**Tasks to carry out**:
1. Answer these questions about the GA4 data deletion page:
(a) What status does the page give itself?
(b) How many events a day serve as a rule of thumb for a significant number?
(c) Besides impact on data users, what does the number of events indicate?
2. Copy the GA4 data deletion page from "GA4 data deletions" to "delete GA4 data?", changing "production" to "live".

GA4 data deletions
This page is a work in progress.
This page details the policy and process we follow when deleting production GA4 data.
When do we delete GA4 data?
We will delete GA4 data when it meets any of the following criteria:
- When we believe the data was collected without adequate user consent
- When data collected contains personally identifiable information and/or we are advised by our data protection and privacy specialists that it should be deleted
- When data collected is ‘wrong’, inaccurate or otherwise deemed to be unhelpful to data users, and it is: a. A significant enough number of events to be worth deleting or partially deleting (1 million events a day, or 10 million events in total), and b. Possible to delete in the GA4 interface and in BigQuery without deleting other accurate and useful data
With regards criterion 3a, we believe the number of events is a useful indicator of the impact the presence of this incorrect data is likely to have on data users (more events are more noticeable and more likely to appear in reporting, so probably more worth deleting) and of the costs we will be paying to store this data in BigQuery. We are currently using 1 million events a day, or 10 million events in total, as useful rules of thumb for what might count as a significant number of events. This is only to be used as a guide or supporting piece of information when considering data deletions however, and is not a strict threshold.

**Extracted data**:
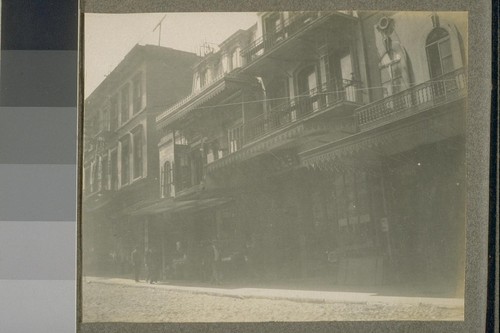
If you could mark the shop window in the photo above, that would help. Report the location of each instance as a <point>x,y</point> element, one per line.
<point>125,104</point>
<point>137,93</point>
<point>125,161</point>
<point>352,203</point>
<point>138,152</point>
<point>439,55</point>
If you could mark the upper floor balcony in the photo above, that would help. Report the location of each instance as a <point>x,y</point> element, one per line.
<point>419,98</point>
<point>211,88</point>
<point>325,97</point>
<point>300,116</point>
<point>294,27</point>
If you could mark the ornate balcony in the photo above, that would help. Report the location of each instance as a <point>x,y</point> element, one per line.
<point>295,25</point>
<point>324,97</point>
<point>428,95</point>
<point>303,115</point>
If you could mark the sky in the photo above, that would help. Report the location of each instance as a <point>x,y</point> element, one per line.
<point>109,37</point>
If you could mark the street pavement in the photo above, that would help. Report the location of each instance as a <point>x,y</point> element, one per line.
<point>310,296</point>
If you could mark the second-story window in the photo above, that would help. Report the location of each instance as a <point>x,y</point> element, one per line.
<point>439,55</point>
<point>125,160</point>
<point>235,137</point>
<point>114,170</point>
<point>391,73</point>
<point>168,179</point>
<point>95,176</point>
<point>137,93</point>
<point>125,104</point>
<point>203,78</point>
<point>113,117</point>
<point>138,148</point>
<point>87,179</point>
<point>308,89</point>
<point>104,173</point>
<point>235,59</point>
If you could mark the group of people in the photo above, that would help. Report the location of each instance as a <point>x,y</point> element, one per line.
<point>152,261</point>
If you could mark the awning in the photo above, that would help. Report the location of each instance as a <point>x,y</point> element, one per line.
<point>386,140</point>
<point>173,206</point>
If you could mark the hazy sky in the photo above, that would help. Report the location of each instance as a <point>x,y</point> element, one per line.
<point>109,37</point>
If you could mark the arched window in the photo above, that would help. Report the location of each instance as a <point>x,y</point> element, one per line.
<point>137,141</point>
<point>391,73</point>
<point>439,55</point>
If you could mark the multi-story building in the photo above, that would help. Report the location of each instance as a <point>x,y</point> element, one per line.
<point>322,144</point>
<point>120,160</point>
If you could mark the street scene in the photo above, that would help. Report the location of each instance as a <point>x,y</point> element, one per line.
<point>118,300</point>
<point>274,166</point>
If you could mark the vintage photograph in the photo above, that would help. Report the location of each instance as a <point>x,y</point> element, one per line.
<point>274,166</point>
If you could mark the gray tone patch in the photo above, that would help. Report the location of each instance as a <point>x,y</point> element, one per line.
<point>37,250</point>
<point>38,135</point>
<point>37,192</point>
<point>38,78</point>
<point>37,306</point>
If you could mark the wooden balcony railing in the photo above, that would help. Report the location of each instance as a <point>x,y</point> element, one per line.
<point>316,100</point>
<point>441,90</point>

**Answers for the exercise**:
1.
(a) It is a work in progress.
(b) 1 million events a day.
(c) The costs that will be paid to store the data in BigQuery.

2.
GA4 data deletions
This page is a work in progress.
This page details the policy and process we follow when deleting live GA4 data.
When do we delete GA4 data?